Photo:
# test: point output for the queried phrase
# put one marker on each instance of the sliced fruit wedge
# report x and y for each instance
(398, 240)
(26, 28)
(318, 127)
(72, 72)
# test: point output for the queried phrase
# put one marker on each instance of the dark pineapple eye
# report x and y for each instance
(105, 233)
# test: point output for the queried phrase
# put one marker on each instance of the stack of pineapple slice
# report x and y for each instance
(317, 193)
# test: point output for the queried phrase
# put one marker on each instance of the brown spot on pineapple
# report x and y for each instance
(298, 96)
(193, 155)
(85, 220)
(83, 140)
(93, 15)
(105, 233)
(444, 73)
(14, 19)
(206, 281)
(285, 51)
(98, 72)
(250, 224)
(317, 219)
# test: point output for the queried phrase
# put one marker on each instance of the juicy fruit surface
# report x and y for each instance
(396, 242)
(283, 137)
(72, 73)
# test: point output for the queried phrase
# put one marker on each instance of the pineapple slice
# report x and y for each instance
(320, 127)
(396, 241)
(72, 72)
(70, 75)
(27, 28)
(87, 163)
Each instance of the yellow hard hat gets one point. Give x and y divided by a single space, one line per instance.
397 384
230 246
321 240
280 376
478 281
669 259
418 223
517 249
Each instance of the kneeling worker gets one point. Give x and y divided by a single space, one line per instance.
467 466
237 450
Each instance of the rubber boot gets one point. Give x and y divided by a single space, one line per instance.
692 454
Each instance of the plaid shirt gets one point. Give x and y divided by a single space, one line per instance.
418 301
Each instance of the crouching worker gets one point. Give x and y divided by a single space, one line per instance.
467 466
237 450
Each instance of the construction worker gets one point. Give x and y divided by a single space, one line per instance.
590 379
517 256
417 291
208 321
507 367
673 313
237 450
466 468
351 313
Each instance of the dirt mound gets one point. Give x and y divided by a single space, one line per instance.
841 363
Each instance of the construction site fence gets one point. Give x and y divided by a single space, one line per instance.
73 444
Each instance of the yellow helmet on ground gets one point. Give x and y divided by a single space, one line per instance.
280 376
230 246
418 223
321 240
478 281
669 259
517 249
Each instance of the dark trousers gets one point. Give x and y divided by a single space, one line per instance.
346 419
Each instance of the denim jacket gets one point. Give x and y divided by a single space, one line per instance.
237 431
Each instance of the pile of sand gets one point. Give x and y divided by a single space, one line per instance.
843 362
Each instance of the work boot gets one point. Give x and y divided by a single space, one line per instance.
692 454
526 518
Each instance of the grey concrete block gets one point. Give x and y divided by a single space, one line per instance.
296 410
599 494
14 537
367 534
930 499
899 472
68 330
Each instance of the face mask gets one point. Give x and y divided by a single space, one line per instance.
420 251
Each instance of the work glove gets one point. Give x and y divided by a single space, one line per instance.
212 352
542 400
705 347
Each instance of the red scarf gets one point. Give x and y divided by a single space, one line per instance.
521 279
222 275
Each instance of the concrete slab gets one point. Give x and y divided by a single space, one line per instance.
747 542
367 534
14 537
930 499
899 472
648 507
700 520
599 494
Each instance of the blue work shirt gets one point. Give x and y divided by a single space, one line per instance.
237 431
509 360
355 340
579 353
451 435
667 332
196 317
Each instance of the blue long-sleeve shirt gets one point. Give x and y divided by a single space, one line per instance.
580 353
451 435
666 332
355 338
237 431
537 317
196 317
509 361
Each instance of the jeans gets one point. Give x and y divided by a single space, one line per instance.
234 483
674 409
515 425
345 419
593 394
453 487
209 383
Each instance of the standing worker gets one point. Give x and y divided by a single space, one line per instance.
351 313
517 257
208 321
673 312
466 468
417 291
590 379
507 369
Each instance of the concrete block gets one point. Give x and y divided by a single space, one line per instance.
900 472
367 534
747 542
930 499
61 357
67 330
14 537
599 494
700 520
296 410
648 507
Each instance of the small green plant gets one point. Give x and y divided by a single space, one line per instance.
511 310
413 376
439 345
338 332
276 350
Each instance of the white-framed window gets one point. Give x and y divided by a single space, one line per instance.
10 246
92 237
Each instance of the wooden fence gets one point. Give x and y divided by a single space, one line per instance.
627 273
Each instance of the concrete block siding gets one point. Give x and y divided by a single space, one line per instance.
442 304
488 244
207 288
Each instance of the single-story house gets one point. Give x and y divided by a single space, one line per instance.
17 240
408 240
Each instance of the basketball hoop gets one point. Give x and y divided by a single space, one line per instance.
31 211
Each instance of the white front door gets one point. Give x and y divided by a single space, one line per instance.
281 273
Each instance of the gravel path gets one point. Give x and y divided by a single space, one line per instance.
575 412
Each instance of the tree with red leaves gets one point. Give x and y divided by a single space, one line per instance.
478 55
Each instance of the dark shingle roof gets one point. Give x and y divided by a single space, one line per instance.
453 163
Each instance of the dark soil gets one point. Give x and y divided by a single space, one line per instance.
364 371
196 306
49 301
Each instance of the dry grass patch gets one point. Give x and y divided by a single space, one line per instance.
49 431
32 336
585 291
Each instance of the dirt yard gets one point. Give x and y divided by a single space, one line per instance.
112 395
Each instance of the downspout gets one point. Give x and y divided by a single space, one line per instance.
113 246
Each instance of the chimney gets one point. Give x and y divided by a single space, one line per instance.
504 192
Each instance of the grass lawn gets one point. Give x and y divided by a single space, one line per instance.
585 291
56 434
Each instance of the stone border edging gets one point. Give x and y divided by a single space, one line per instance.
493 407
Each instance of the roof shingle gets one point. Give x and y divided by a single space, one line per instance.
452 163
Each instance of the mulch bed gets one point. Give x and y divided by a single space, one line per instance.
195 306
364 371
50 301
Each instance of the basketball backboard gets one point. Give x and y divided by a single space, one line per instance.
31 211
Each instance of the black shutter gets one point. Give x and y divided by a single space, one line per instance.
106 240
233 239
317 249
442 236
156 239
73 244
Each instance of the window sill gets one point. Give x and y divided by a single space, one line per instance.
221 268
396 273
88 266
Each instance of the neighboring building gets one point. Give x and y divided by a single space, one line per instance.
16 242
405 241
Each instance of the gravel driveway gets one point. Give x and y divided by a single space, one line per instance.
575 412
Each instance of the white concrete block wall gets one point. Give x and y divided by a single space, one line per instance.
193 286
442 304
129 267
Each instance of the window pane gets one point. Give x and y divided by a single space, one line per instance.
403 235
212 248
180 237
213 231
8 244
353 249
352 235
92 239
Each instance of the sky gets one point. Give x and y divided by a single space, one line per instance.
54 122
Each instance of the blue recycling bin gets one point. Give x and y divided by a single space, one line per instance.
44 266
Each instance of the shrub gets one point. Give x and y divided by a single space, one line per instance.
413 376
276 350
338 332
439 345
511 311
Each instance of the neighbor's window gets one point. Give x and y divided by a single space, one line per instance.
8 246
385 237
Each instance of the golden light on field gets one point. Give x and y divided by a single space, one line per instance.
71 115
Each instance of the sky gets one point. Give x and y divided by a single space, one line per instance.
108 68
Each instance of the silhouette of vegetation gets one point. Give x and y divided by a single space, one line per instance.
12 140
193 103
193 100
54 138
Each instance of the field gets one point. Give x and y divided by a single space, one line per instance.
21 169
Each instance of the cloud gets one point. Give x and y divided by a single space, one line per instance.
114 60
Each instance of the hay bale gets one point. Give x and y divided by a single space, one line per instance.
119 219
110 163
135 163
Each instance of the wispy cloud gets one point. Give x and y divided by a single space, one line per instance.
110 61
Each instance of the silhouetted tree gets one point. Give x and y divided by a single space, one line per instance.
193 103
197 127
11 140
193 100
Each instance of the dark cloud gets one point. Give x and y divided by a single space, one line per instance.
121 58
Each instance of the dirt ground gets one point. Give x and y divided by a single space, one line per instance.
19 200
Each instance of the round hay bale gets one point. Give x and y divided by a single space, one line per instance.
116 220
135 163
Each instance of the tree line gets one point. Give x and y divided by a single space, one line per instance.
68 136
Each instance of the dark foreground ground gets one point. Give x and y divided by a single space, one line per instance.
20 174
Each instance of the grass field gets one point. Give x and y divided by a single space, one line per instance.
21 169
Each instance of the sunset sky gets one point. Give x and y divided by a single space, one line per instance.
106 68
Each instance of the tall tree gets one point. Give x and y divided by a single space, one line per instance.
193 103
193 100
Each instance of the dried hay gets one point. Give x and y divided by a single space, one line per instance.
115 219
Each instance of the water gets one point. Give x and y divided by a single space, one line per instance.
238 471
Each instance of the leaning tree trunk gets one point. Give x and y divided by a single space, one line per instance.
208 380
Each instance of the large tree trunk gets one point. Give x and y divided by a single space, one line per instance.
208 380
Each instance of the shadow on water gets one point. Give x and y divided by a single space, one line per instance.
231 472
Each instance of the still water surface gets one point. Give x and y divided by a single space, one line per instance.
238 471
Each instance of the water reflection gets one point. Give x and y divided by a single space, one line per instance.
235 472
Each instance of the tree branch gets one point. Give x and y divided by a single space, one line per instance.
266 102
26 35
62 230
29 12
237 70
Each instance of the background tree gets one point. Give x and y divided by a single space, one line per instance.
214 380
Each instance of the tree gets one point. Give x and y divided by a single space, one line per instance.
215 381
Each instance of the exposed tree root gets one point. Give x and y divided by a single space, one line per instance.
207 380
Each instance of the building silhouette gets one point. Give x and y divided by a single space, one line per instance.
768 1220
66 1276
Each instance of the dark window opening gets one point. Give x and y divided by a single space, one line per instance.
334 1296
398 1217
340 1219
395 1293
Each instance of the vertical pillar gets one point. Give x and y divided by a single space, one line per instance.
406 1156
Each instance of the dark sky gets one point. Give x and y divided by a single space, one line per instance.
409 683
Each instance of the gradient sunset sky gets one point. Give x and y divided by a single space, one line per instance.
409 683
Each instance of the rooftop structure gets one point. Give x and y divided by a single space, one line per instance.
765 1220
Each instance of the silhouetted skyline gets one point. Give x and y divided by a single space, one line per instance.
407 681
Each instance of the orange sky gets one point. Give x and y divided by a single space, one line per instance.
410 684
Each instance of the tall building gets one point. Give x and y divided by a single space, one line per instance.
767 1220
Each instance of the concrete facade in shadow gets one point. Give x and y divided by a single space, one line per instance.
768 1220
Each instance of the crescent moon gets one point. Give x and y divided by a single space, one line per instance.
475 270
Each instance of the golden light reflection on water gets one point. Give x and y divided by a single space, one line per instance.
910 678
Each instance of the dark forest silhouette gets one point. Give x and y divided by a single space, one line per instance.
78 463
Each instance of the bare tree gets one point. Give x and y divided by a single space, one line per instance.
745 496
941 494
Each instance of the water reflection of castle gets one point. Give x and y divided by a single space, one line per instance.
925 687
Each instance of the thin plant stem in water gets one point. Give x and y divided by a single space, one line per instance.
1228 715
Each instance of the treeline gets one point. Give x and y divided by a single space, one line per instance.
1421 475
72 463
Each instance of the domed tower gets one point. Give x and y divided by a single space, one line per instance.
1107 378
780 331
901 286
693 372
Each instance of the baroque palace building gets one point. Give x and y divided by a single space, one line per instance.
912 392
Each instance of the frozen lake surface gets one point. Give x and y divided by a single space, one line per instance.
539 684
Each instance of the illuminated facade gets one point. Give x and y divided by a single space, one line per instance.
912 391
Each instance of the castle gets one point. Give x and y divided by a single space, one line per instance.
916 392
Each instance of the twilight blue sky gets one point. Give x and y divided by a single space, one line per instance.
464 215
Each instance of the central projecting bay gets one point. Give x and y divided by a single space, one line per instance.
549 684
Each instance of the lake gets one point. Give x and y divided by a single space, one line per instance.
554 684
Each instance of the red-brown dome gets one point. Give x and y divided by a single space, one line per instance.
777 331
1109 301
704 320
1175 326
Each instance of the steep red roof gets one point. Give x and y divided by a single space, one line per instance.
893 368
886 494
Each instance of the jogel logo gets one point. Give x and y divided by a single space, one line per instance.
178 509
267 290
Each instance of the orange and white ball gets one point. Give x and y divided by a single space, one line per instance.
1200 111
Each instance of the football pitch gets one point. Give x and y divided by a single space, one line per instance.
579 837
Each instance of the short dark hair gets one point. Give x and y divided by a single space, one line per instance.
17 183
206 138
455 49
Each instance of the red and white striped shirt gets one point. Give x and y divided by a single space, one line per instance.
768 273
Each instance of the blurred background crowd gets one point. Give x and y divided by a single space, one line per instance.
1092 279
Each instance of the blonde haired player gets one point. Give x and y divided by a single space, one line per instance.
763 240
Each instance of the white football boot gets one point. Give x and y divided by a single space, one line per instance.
§ §
Look at the records above. Copy every line where the string "fruit" occurs.

# put one marker on each instance of the sliced fruit wedge
# put one marker on each instance of the juicy fruit surface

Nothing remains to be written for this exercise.